▶ [Problem requirements] Set down all of the data exactly as it appears.

▶ [Information given]
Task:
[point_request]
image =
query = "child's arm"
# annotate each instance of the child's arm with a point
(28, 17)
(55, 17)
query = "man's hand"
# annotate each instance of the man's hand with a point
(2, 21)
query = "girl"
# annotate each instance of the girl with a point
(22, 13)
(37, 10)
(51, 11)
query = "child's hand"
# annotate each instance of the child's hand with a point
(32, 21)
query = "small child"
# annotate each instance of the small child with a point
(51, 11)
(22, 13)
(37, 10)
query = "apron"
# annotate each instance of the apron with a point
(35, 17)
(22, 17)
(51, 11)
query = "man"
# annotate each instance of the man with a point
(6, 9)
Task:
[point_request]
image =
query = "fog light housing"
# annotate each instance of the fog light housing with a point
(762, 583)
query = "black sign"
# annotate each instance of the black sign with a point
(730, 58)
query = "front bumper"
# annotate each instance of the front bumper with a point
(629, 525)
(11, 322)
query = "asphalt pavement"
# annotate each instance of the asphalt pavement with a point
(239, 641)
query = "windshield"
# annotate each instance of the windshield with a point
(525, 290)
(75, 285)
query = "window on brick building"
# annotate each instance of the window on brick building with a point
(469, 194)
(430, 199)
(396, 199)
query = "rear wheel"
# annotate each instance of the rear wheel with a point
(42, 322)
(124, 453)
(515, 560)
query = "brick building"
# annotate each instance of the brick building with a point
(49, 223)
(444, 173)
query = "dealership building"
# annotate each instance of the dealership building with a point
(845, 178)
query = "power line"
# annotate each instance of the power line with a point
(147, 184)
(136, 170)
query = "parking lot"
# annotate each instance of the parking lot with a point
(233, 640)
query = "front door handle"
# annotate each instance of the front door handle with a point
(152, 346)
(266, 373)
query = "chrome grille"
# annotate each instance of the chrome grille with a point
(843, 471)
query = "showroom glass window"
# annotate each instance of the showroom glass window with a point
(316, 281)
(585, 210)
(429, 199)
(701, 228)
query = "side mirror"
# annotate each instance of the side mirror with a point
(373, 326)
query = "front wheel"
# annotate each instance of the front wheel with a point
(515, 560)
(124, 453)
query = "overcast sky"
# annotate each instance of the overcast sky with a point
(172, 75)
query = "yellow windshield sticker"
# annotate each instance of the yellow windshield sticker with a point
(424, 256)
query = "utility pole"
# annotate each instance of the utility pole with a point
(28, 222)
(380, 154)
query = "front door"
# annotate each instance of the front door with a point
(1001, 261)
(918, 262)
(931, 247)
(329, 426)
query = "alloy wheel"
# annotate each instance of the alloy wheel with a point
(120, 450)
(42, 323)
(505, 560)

▶ [Result for this task]
Task:
[point_request]
image =
query = "child's arm"
# annotate each instance of the child's arm with a point
(28, 17)
(55, 17)
query = "man's hand"
# annotate each instance of the man's hand with a point
(2, 21)
query = "girl"
# annotate each instance of the girl with a point
(22, 13)
(37, 10)
(51, 11)
query = "child's hand"
# annotate each instance of the child's hand with a point
(32, 21)
query = "small child"
# annotate each instance of the small child with a point
(51, 11)
(22, 13)
(37, 10)
query = "apron"
# annotate each instance of the apron with a point
(35, 17)
(22, 17)
(51, 11)
query = "man"
# annotate each instance of the man with a point
(6, 9)
Task:
[point_request]
image =
query = "fog light housing"
# annotate each instance of the fog light housing with a point
(762, 583)
query = "black sign"
# annotate each instance of the black sign with a point
(730, 58)
query = "front bumper"
# annotate each instance of the front bumper with a point
(629, 525)
(11, 322)
query = "asphalt pavement"
# annotate each instance of the asphalt pavement with a point
(239, 641)
query = "windshield"
# annotate each instance of the windshield with a point
(525, 290)
(75, 285)
query = "window on brick building"
# annotate each instance of the window on brick building with a point
(469, 194)
(430, 199)
(396, 199)
query = "rear wheel"
# annotate each instance of the rear wheel with a point
(42, 322)
(124, 453)
(515, 560)
query = "brick building"
# annotate each instance of the brick building with a point
(49, 223)
(444, 173)
query = "dealership building"
# annotate each instance of the dealership building with a point
(845, 178)
query = "power line"
# annotate each instance of the power line with a point
(147, 184)
(136, 170)
query = "parking lot"
# annotate each instance of the parking lot with a point
(233, 640)
query = "front door handle"
# annotate each instance of the front door handle with a point
(152, 346)
(266, 373)
query = "chrome grille"
# annotate each instance of the chrome grille with a point
(843, 471)
query = "showroom glass window"
# annotate each instance of the showroom glass window with a point
(316, 281)
(585, 210)
(429, 199)
(701, 228)
query = "side mirror"
# annotate each instance of the side mirror with a point
(373, 326)
query = "front wheel"
# annotate each instance of the front wheel with a point
(515, 560)
(124, 453)
query = "overcast sky"
# annotate each instance of the overcast sky with a point
(172, 75)
query = "yellow windshield sticker"
# annotate each instance of the yellow windshield sticker with a point
(424, 256)
query = "utility pole"
# annotate each instance of the utility pole with a point
(28, 222)
(380, 154)
query = "front door"
# annotate each instance of the front door with a point
(1001, 261)
(918, 262)
(931, 247)
(329, 426)
query = "alloy wheel"
# annotate each instance of the alloy wheel with a point
(120, 450)
(42, 323)
(505, 560)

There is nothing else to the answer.